● Exercise objective
Each line below must be transcribed with no word changed.

● Listed entries

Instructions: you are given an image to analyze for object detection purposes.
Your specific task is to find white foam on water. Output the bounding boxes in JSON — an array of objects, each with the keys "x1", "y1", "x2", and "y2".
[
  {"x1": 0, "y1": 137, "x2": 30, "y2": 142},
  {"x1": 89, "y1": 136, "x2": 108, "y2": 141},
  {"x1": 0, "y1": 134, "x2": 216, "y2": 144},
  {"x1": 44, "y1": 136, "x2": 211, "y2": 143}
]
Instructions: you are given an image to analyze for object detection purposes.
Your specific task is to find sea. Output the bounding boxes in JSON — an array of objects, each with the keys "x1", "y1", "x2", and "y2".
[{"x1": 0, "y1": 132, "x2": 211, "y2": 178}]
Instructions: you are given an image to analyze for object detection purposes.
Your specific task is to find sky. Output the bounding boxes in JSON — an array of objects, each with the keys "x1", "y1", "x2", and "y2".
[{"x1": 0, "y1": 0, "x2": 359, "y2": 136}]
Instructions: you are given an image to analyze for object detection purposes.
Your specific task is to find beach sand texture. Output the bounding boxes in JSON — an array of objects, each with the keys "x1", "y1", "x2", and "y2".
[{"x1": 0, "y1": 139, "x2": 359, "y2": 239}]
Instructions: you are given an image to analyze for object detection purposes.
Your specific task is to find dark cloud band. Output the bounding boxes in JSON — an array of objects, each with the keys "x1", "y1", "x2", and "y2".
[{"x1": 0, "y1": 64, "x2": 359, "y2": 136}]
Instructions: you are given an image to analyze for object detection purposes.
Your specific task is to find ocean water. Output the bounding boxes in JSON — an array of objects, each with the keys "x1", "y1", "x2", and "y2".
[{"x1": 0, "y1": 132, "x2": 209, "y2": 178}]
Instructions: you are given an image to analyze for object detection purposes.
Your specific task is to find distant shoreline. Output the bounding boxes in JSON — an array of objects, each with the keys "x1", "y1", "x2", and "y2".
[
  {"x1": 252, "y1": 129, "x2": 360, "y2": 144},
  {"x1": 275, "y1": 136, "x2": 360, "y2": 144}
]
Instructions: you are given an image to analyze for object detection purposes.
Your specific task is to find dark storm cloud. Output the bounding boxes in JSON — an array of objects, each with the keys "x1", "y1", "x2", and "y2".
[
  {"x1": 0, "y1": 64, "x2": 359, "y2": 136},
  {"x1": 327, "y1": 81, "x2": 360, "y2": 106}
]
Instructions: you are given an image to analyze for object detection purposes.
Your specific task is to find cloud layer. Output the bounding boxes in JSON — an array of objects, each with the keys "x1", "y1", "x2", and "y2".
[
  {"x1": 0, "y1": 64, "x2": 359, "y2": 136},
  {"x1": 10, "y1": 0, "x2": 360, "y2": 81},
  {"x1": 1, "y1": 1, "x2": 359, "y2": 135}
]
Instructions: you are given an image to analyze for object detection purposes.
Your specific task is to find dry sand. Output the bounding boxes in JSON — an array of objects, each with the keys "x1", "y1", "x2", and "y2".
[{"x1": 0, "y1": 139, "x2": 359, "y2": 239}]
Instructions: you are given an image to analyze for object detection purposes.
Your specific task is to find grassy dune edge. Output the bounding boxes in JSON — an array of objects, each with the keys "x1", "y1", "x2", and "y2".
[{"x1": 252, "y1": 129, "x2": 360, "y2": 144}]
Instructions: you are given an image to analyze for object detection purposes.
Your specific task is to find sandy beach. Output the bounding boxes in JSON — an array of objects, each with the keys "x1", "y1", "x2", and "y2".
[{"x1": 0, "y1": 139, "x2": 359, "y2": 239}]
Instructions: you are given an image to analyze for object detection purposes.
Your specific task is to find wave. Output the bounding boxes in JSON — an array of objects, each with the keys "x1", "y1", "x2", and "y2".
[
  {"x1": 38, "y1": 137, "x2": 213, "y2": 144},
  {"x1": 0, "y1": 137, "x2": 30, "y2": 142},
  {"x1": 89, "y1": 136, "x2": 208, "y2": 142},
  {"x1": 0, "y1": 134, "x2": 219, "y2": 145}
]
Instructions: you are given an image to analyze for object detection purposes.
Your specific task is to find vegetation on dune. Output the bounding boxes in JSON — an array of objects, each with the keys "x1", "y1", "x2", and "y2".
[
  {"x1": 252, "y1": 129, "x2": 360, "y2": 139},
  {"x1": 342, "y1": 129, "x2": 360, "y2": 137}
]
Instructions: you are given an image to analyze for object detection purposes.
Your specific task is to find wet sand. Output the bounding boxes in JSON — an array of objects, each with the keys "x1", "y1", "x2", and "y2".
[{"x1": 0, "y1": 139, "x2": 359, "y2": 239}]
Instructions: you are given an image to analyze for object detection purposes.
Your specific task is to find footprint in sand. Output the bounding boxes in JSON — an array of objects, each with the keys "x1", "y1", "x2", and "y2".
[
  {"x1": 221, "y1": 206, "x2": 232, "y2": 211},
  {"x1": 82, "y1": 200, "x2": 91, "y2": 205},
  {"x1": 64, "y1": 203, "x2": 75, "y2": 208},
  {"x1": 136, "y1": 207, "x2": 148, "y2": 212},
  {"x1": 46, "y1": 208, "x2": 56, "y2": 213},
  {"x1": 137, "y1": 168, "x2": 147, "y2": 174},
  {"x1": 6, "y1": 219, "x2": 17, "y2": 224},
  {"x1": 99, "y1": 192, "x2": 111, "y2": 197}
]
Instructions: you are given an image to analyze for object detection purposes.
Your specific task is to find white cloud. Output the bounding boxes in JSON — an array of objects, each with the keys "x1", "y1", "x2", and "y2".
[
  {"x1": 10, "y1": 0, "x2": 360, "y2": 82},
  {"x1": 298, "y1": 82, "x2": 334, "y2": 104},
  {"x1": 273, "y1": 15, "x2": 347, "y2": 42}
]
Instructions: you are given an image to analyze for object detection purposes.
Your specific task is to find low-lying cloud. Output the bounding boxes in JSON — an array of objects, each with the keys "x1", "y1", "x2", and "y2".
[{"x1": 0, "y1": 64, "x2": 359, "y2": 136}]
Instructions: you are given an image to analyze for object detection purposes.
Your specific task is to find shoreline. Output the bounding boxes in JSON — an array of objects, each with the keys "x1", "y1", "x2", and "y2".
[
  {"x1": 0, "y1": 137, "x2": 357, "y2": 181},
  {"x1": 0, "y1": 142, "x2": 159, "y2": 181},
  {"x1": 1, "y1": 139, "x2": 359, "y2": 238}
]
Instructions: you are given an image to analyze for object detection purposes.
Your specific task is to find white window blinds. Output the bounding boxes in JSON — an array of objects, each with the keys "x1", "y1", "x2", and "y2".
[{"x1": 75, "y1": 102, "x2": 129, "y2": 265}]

● Task response
Instructions: you are given an image to analyze for object detection purposes.
Your specific task is to find white foam on water. Output the bounding boxes in JSON — an array of objects, each with the keys "x1", "y1", "x2", and "y2".
[
  {"x1": 0, "y1": 137, "x2": 30, "y2": 142},
  {"x1": 89, "y1": 136, "x2": 108, "y2": 141},
  {"x1": 0, "y1": 134, "x2": 216, "y2": 144},
  {"x1": 44, "y1": 136, "x2": 211, "y2": 143}
]
Instructions: you are given an image to analyze for object detection purposes.
Your specific task is to find sea. Output the bounding boxes in JSON — an array of objects, each with the keys "x1", "y1", "x2", and "y2".
[{"x1": 0, "y1": 132, "x2": 211, "y2": 178}]
Instructions: you are given an image to analyze for object detection purposes.
Your specific task is to find sky. Output the bounding boxes in JSON — an array of objects, each with the keys "x1", "y1", "x2", and "y2".
[{"x1": 0, "y1": 0, "x2": 359, "y2": 136}]
Instructions: you are given an image to analyze for object detection purposes.
Your specific task is to find beach sand texture. Output the bounding boxes in JSON — an array of objects, each with the keys "x1", "y1", "x2", and "y2".
[{"x1": 0, "y1": 139, "x2": 359, "y2": 239}]
Instructions: you are given an image to analyze for object detection purposes.
Your specific task is to find dark cloud band. Output the bounding boxes in JSON — an array of objects, each with the keys "x1", "y1", "x2", and "y2".
[{"x1": 0, "y1": 64, "x2": 359, "y2": 136}]
Instructions: you are given an image to analyze for object detection purposes.
Your specific task is to find ocean water. Output the bounding boxes in JSON — an array of objects, each with the keys "x1", "y1", "x2", and "y2".
[{"x1": 0, "y1": 132, "x2": 209, "y2": 178}]
Instructions: you are given an image to analyze for object detection purposes.
Your specific task is to find distant shoreline. Output the bounding boxes in JSON — an array of objects, each with the keys "x1", "y1", "x2", and "y2".
[
  {"x1": 252, "y1": 129, "x2": 360, "y2": 144},
  {"x1": 275, "y1": 136, "x2": 360, "y2": 144}
]
Instructions: you are given an image to analyze for object detection purposes.
Your specific task is to find dark storm cloud. Output the bounding boxes in JSON — an array of objects, each with the keys "x1", "y1", "x2", and "y2".
[
  {"x1": 0, "y1": 64, "x2": 359, "y2": 136},
  {"x1": 327, "y1": 81, "x2": 360, "y2": 106}
]
Instructions: you are given an image to analyze for object detection purposes.
Your specific task is to find cloud layer. Output the bounding boxes in JSON — an array of objects, each with the keys "x1", "y1", "x2", and "y2".
[
  {"x1": 0, "y1": 64, "x2": 359, "y2": 136},
  {"x1": 10, "y1": 0, "x2": 360, "y2": 81},
  {"x1": 1, "y1": 1, "x2": 359, "y2": 135}
]
Instructions: you are given an image to analyze for object detection purposes.
Your specific task is to find dry sand. Output the bounding boxes in JSON — an array of objects, each with the keys "x1", "y1", "x2", and "y2".
[{"x1": 0, "y1": 139, "x2": 359, "y2": 239}]
Instructions: you are given an image to analyze for object detection purposes.
Your specific task is to find grassy dune edge. Output the bounding boxes in JSON — an array of objects, each with the keys "x1", "y1", "x2", and "y2".
[{"x1": 252, "y1": 129, "x2": 360, "y2": 144}]
Instructions: you are given an image to analyze for object detection purposes.
Your specific task is to find sandy beach. Output the bounding boxes in JSON — an array of objects, each with the keys "x1", "y1", "x2", and "y2".
[{"x1": 0, "y1": 139, "x2": 359, "y2": 239}]
Instructions: you are given an image to analyze for object detection purposes.
Your specific task is to find wave. Output the bounding boxes in JSON — an array of objects, each with the keys "x1", "y1", "x2", and "y2".
[
  {"x1": 38, "y1": 137, "x2": 213, "y2": 144},
  {"x1": 0, "y1": 137, "x2": 30, "y2": 142},
  {"x1": 89, "y1": 136, "x2": 208, "y2": 142},
  {"x1": 0, "y1": 134, "x2": 219, "y2": 145}
]
Instructions: you are given an image to analyze for object detection purposes.
Your specific task is to find vegetation on dune. Output the bounding boxes in JSON — an array of objects, each with the keys "x1", "y1", "x2", and "y2".
[
  {"x1": 252, "y1": 129, "x2": 360, "y2": 139},
  {"x1": 342, "y1": 129, "x2": 360, "y2": 137}
]
Instructions: you are given an image to analyze for object detection purposes.
Your specific task is to find wet sand. Output the bounding boxes in JSON — an array of objects, each with the keys "x1", "y1", "x2", and "y2".
[{"x1": 0, "y1": 139, "x2": 359, "y2": 239}]
Instructions: you are given an image to analyze for object detection purposes.
Your specific task is to find footprint in sand. Output the bounding boxes in JSON — an array of objects, each with the keys "x1", "y1", "x2", and "y2".
[
  {"x1": 221, "y1": 206, "x2": 232, "y2": 211},
  {"x1": 82, "y1": 200, "x2": 91, "y2": 205},
  {"x1": 64, "y1": 203, "x2": 75, "y2": 208},
  {"x1": 136, "y1": 207, "x2": 148, "y2": 212},
  {"x1": 46, "y1": 208, "x2": 56, "y2": 213},
  {"x1": 137, "y1": 168, "x2": 147, "y2": 174},
  {"x1": 6, "y1": 219, "x2": 17, "y2": 224},
  {"x1": 99, "y1": 192, "x2": 111, "y2": 197}
]
Instructions: you are given an image to analyze for object detection purposes.
Your specific task is to find white cloud. Output the bounding boxes in JSON — an array of objects, each with the keys "x1", "y1", "x2", and "y2".
[
  {"x1": 10, "y1": 0, "x2": 360, "y2": 82},
  {"x1": 298, "y1": 82, "x2": 334, "y2": 104},
  {"x1": 273, "y1": 15, "x2": 347, "y2": 42}
]
Instructions: you are given an image to analyze for object detection purposes.
Your specific task is to find low-lying cloud. Output the bounding boxes in JSON — an array of objects, each with the keys "x1", "y1", "x2", and "y2".
[{"x1": 0, "y1": 64, "x2": 359, "y2": 136}]
Instructions: you are given an image to analyze for object detection purposes.
Your specific task is to find shoreline. Output the bounding boxes in JSON — an array of objects, each with the keys "x1", "y1", "x2", and "y2".
[
  {"x1": 0, "y1": 137, "x2": 357, "y2": 181},
  {"x1": 0, "y1": 142, "x2": 159, "y2": 181},
  {"x1": 1, "y1": 139, "x2": 359, "y2": 238}
]
Instructions: you are given an image to analyze for object detection purposes.
Your specific task is to find white window blinds. Output the bounding boxes in JSON — an array of objects, each with the keys "x1", "y1", "x2", and "y2".
[{"x1": 75, "y1": 102, "x2": 129, "y2": 265}]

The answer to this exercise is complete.